AIM OF THE EXERCISE: Write the data below out again in full, exactly as shown.

BEGIN MATERIAL PROVIDED

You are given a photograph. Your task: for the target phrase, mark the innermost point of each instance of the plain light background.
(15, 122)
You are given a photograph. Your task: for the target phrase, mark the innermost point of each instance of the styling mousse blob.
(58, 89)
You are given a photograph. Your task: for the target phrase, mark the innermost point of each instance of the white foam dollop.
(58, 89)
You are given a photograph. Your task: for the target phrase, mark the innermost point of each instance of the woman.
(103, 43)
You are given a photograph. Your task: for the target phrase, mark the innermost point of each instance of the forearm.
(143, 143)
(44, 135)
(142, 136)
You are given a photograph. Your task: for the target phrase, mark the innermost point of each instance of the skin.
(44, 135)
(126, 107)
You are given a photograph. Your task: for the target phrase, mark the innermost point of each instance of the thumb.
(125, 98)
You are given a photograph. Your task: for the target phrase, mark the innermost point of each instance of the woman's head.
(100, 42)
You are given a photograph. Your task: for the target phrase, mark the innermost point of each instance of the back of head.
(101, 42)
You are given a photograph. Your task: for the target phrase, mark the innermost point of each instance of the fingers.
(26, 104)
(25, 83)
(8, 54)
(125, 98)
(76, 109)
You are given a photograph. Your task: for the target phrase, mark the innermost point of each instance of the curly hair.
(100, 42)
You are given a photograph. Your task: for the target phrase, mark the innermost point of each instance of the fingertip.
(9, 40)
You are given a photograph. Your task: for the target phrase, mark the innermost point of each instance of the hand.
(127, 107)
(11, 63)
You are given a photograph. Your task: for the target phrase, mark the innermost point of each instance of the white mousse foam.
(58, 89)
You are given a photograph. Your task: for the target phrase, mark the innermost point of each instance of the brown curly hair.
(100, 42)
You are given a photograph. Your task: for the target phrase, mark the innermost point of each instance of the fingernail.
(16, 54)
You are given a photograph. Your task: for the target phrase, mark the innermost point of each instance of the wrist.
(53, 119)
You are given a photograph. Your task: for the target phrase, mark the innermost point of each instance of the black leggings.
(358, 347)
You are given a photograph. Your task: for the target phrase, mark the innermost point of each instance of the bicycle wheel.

END MATERIAL PROVIDED

OUTPUT BELOW:
You are given a photograph. Your task: for the target phrase, mark the innermost point of each instance of the plain light background.
(15, 122)
You are given a photograph. Your task: for the target phrase, mark the innermost point of each instance of the styling mousse blob.
(58, 89)
You are given a photograph. Your task: for the target phrase, mark the innermost point of each instance of the white foam dollop.
(58, 89)
You are given a photograph. Your task: for the target phrase, mark the innermost point of each instance of the woman.
(103, 43)
You are given a photograph. Your task: for the target phrase, mark the innermost point of each instance of the forearm.
(143, 143)
(44, 135)
(142, 136)
You are given a photograph. Your task: for the target phrase, mark the innermost point of each instance of the skin.
(44, 135)
(126, 107)
You are given a photograph. Your task: for the target phrase, mark the innermost point of each instance of the thumb.
(125, 98)
You are given a photograph. Your task: for the target phrase, mark the innermost point of each instance of the woman's head.
(100, 42)
You are given a photograph. Your task: for the target phrase, mark the innermost point of each instance of the back of head.
(101, 42)
You are given a photograph. Your task: for the target phrase, mark the innermost point of each instance of the fingers.
(26, 104)
(25, 83)
(8, 54)
(125, 98)
(76, 109)
You are given a photograph. Your task: for the target phrase, mark the innermost point of each instance of the curly hair.
(100, 42)
You are given a photograph. Your task: for the target phrase, mark the innermost point of each instance of the fingertip.
(9, 40)
You are given a photograph. Your task: for the target phrase, mark the innermost point of each instance of the hand.
(127, 107)
(11, 63)
You are given a photograph. Your task: for the target phrase, mark the innermost point of each instance of the white mousse foam.
(58, 89)
You are given a photograph. Your task: for the target phrase, mark the innermost point of each instance of the brown curly hair.
(100, 42)
You are given a photograph. Your task: for the target phrase, mark the innermost point of each instance of the fingernail.
(16, 54)
You are given a photograph. Your task: for the target phrase, mark the innermost point of each instance of the wrist.
(53, 119)
You are given a photograph. Your task: for the target phrase, mark the innermost point of each instance of the black leggings.
(358, 347)
You are given a photograph. Your task: for the target phrase, mark the innermost point of each instance of the bicycle wheel.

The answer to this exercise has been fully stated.